**The exercise:**
Below are records; transcribe only the line with "roadside in the photo above." and those after it, through the last line, without any change.

Some records
————

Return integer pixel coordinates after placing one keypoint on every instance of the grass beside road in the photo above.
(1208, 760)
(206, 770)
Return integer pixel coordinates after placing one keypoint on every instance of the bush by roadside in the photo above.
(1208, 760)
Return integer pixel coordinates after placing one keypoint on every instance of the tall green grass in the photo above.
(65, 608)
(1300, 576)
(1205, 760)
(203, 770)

————

**Full answer:**
Return integer pixel coordinates after placing one keypoint on every instance of the bush by roadside in the photo above.
(1208, 760)
Return integer pixel coordinates after placing one keypoint on every instance of the tall green grass in the photo above.
(65, 608)
(1300, 576)
(1205, 760)
(203, 770)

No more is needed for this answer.